**TO BE DONE:** Gather every line of the material below that contains the word "geometry", copying each line in full. Case counts, so match only that exact capitalization.
-- start DATA ROWS --
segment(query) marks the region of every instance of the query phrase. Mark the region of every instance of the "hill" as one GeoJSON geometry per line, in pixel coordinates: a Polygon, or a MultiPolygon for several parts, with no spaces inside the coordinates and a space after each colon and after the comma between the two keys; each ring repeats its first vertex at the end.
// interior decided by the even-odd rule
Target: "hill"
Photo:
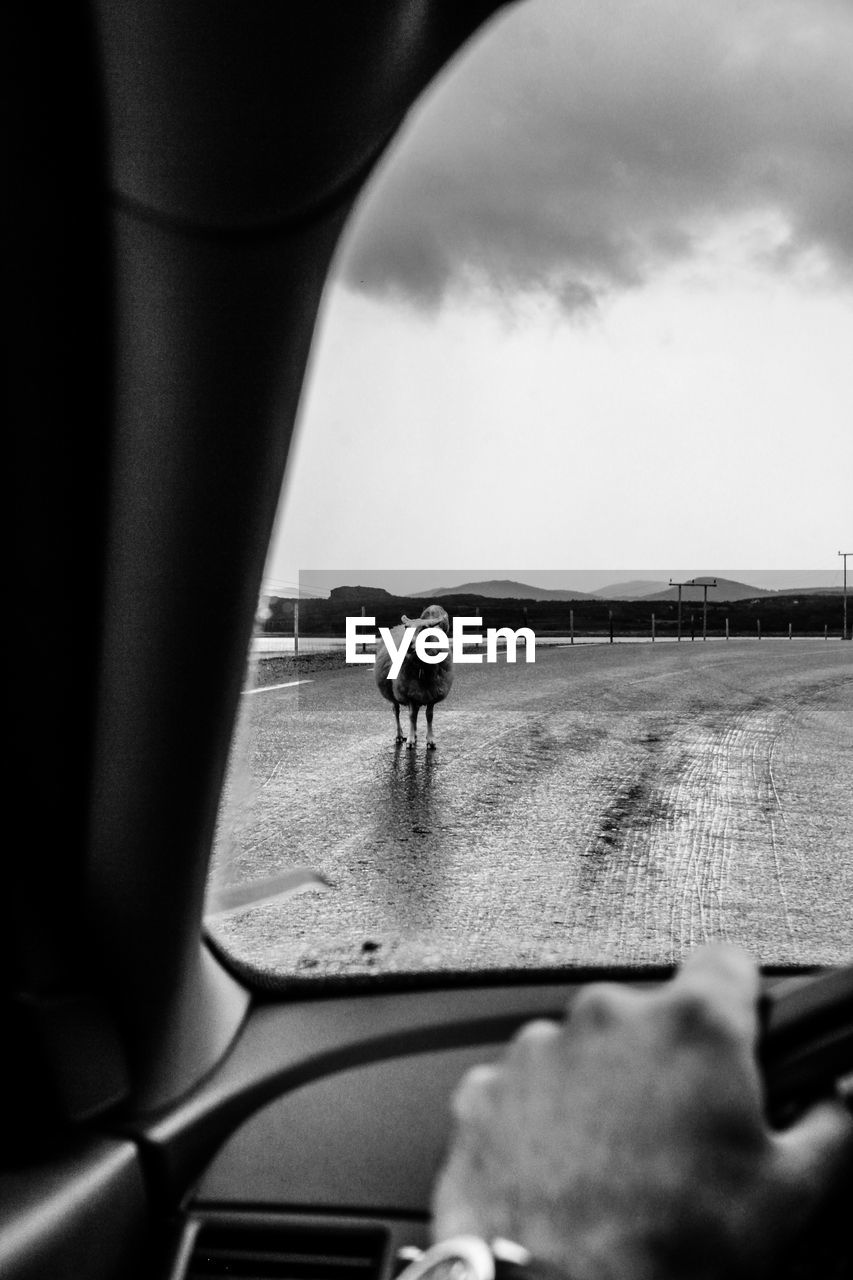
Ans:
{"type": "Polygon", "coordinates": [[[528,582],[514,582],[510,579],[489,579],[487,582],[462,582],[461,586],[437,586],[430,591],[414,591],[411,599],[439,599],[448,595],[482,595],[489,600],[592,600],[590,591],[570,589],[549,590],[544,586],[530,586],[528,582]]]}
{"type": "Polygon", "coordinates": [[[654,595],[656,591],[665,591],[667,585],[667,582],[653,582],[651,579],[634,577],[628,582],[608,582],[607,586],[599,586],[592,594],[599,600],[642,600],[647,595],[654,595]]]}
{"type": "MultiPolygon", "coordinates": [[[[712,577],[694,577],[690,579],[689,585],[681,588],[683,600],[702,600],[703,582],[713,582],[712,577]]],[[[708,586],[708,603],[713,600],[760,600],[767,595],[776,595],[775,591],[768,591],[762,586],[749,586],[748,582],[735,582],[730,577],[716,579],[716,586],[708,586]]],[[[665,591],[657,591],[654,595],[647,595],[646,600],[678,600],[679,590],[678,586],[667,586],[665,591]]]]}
-- end DATA ROWS --
-- start DATA ROWS --
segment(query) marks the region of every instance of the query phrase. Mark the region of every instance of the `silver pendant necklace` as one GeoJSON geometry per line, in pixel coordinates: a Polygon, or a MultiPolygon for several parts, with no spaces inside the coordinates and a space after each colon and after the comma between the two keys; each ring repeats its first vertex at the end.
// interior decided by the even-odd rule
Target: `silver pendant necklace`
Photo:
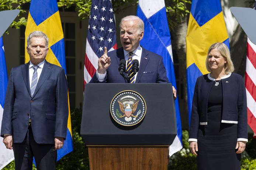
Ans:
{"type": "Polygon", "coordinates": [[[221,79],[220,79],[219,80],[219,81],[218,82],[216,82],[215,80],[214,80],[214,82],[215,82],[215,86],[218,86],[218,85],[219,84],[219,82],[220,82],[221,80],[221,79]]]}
-- end DATA ROWS --
-- start DATA ROWS --
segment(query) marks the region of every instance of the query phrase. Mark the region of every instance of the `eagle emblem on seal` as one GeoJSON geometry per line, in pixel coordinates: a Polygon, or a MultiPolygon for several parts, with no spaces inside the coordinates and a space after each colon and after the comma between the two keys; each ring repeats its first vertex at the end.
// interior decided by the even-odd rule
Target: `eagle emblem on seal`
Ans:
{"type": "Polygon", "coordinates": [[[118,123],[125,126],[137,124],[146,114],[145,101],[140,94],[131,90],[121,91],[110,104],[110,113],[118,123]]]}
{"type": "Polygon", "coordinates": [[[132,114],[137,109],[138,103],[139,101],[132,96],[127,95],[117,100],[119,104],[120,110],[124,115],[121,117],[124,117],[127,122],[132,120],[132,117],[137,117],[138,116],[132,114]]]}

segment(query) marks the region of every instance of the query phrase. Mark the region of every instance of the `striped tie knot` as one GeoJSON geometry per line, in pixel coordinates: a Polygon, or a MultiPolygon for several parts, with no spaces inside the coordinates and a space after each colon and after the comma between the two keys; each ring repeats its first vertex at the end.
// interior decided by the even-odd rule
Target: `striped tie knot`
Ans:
-- end DATA ROWS --
**ANSWER FOR THIS EXERCISE:**
segment(query) marks the region of every instance of the query phrase. Mark the region of every instance of the "hill" as one GeoJSON geometry per line, in pixel coordinates: a Polygon, or a MultiPolygon for several parts, with no spaces inside the coordinates and a space after each colon and after the comma between the two keys; each ring repeats its first vertex at the end.
segment(query) marks the region of every instance of the query phrase. Mark the region of every instance of the `silver pendant necklace` as one GeoJSON geometry per line, in pixel coordinates: a Polygon, or a MultiPolygon for several parts, with no spaces inside the coordinates and a space after each colon and after the comma between the two keys; each ring repeats its first vertex at the end.
segment(query) marks the region of every instance of the query phrase. Mark the region of every instance of the `eagle emblem on seal` as one GeoJSON geometry per line, in pixel coordinates: a Polygon, or a MultiPolygon for several parts, with no spaces inside the coordinates and a space after each colon and after the comma between the two keys; each ring repeats its first vertex at the end.
segment(query) marks the region of every instance of the query phrase. Mark the region of every instance of the `striped tie knot` as one GeoJSON geometry per line, in pixel coordinates: a Polygon, or a MultiPolygon for several parts, with no spaces inside the coordinates and a space after each colon and after the comma between the two keys; each ring repeats its first vertex at the end.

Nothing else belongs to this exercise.